EXTRAIT FOURNI:
'''
Divergences ou schisme

De son côté, le leader du mouvement Rousskie Dmitri Demouchkine résume tout cela à de « simples différends » et dément toute scission au sein des nationalistes russes. « Ce mythe est répandu par les médias proches du Kremlin et des libéraux. La Marche russe rassemble chaque année des organisations nationalistes divisées sur plusieurs questions… On n’a connu aucune échauffourée, et il ne peut en être autrement car nous sommes d’accord sur le point principal : nous souhaitons tous vivre dans un État national où les droits de la population russe de souche ne seront pas violés, où la criminalité ethnique aura été éliminée et où toutes les ressources n’appartiendront plus aux oligarques, mais au peuple ».

Pour étayer ses propos, Demouchkine présente un schéma de la structure du prochain cortège, dans lequel les partisans de la Novorossia et les nationalistes soutenant la Russie kiévienne ne seront séparés que par un seul groupe : les « rodnoverie » (païens adeptes de la foi originelle, ndlr). Mais le leader des Rousskie ferme apparemment les yeux sur le fait que pour la première fois, ce ne sont plus seulement les représentants de différents courants qui se feront face. Au sein des forces nationalistes, des national-démocrates à l’ultra-droite, la plus sérieuse force de combat est composée par les national-socialistes et les supporters de football, qui dans leur majorité partagent ces opinions, ce qui n’était un secret pour personne. Cependant, ces tendances ne sont désormais plus uniquement divisées en colonnes dans les manifestations : une ligne de front tout à fait concrète s’étendant le long du sud-est de l’Ukraine provoque de nouvelles tensions très vives.

« Mes amis combattent actuellement dans le bataillon ukrainien « Azov » (groupe de volontaires de la Garde nationale ukrainienne et dont la base est composée de national-socialistes ukrainiens, ndlr). Je compte aussi les rejoindre bientôt », raconte Andreï S., 28 ans, représentant du groupuscule national-socialiste russe WotanJugend qui désire aussi participer à la Marche russe (selon lui, les national-socialistes seront jusqu’à 2 000 à descendre dans les rues). « L’idée de la Novorossia est de reconstituer l’empire soviétique, pas seulement d’un point de vue territorial, mais aussi idéologique. Cela n’a rien à voir avec la défense de la population russe. Les meetings du sud-est se déroulent sous les drapeaux communistes et les portraits de Lénine, Staline et Poutine. Ce soi-disant renouveau est préparé et sponsorisé par le FSB russe, c’est-à-dire les antirusses et, en réalité, le régime… ».

De son côté, Vladimir Basmanov n’hésite pas à traiter Igor Guirkine, un des leaders de la Novorossia (jusqu’à récemment ministre de la Défense de la République populaire de Donetsk, non-reconnue) d’agent du Kremlin. « Il a été fonctionnaire au département du FSB chargé de la défense de l’ordre constitutionnel. C’est ce même département qui a mené toutes les affaires contre les nationalistes russes et a démantelé l’organisation nationaliste la plus puissante de Russie « Rouski obraz » (« Modèle russe ») ».

Sur le site de WotanJugend, à côté des citations de Heinrich Himmler classant les Russes parmi la race aryenne, et d’Alfred Rosenberg, idéologue de la NSDAP d’origine russe, on peut désormais trouver un message de félicitations destiné au commandant du bataillon Azov Andreï Veletski pour son élection au parlement ukrainien. Aux antipodes, les nationalistes soutenant la lutte du Donbass russophone pour la séparation avec Kiev considèrent Veletski comme leur principal ennemi, et ont même mis sa tête à prix.

Comment tous ces gens marcheront-ils côte à côte « pour l’unité russe » ? L’enigme reste entière.
'''
DONNÉES FOURNIES:
'''
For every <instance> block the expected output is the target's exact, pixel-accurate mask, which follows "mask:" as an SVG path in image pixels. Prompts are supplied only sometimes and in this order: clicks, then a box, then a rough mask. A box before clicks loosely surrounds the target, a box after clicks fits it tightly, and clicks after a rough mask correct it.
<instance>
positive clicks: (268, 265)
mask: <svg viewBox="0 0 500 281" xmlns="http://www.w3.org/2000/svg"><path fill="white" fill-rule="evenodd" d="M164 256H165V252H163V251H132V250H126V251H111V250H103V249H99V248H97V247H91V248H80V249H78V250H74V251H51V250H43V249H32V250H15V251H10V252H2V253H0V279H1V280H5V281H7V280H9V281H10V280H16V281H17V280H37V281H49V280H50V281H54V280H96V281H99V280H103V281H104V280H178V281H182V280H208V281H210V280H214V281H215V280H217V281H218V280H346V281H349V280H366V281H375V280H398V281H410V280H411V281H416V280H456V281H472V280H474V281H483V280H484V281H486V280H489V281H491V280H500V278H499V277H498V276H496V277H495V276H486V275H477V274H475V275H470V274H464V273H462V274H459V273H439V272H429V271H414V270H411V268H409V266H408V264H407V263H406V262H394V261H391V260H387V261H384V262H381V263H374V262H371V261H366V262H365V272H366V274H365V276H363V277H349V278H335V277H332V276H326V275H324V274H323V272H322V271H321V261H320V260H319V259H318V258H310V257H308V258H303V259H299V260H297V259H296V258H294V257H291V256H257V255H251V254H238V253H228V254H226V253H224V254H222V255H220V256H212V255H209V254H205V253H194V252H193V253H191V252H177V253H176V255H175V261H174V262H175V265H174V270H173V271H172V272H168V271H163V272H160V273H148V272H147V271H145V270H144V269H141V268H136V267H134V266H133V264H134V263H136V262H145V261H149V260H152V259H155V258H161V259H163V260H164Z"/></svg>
'''
CONSIGNES:
1. Recopiez fidèlement le passage de l'extrait sur les nationalistes russes qui s'ouvre sur les mots contenant « Sur le site » et se clôt sur « L’enigme reste entière. ».
2. D'après l'extrait sur les nationalistes russes, pourquoi Dmitri Demouchkine affirme-t-il qu'aucune échauffourée ne peut éclater entre les organisations de la Marche russe ? Répondez en une à trois phrases.

RÉPONSES:
1.
Sur le site de WotanJugend, à côté des citations de Heinrich Himmler classant les Russes parmi la race aryenne, et d’Alfred Rosenberg, idéologue de la NSDAP d’origine russe, on peut désormais trouver un message de félicitations destiné au commandant du bataillon Azov Andreï Veletski pour son élection au parlement ukrainien. Aux antipodes, les nationalistes soutenant la lutte du Donbass russophone pour la séparation avec Kiev considèrent Veletski comme leur principal ennemi, et ont même mis sa tête à prix.

Comment tous ces gens marcheront-ils côte à côte « pour l’unité russe » ? L’enigme reste entière.

2. Selon lui, ces organisations sont d'accord sur le point principal. Toutes souhaitent vivre dans un État national où les droits de la population russe de souche ne seront pas violés et où la criminalité ethnique aura été éliminée. Dans cet État, les ressources n'appartiendront plus aux oligarques, mais au peuple.